** BRANO FORNITO **
----------------------------------------

I Carabinieri del Raggruppamento Operativo Speciale, guidati dal Colonnello Paolo Vincenzoni, e quelli del Comando Provinciale di Lecce hanno inferto un duro colpo al potente clan Padovano di Gallipoli sequestrando beni per un milione di euro.
Un compito durissimo quello portato a termine con successo dagli uomini del Comandante Paolo Vincenzoni in un contesto territoriale e sociale assai avverso al lavoro delle Forze dell’Ordine.
Il Decreto di Sequestro Preventivo è stato emesso dal Gip del Tribunale di Lecce, Giovanni Gallo, su richiesta del Procuratore Aggiunto Antonio De Donno della Direzione Distrettuale Antimafia.
Il sequestro dei beni a componenti del clan Padovano rappresenta l’ultimo atto dell’operazione “Baia Verde”.
Le indagini si sono svolte tra il 2013 e il 2015 e nel luglio dell’anno scorso si sono concretizzate nel blitz a cui fu dato il nome di uno dei quartieri di Gallipoli: “Baia Verde”, appunto.
Nell’occasione furono emesse 15 ordinanze di custodia cautelare in carcere per associazione di tipo mafioso e altro.
Un’inchiesta che documentava l’ascesa della Sacra Corona Unita, ambiziosissima organizzazione criminale salentina, denominata “quarta mafia”, con un forte rischio di sottovalutazione.
Il lavoro del R.O.S. appurava il tentativo della Scu di infiltrarsi nell’economia sana gallipolina, soprattutto nel settore del turismo e del divertimento notturno.

Tra gli indagati spiccava il nome di Angelo Padovano, figlio di Salvatore detto “Nino Bomba”, storico capo dell’omonimo clan ucciso il 6 settembre 2008 su ordine del fratello Rosario Pompeo.

----------------------------------------

** MATERIALE **
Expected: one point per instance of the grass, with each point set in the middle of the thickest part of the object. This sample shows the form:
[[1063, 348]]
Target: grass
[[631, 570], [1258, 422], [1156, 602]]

----------------------------------------

** COMPITI **
A. Trascrivi dal brano sul sequestro al clan Padovano il tratto che comincia con le parole contenenti "Tra gli indagati" e termina con "fratello Rosario Pompeo.".
B. Secondo il brano sul sequestro al clan Padovano, chi ha emesso il Decreto di Sequestro Preventivo?

** SOLUZIONI PER COMPITO **
A.
Tra gli indagati spiccava il nome di Angelo Padovano, figlio di Salvatore detto “Nino Bomba”, storico capo dell’omonimo clan ucciso il 6 settembre 2008 su ordine del fratello Rosario Pompeo.

B. Il Gip del Tribunale di Lecce, Giovanni Gallo.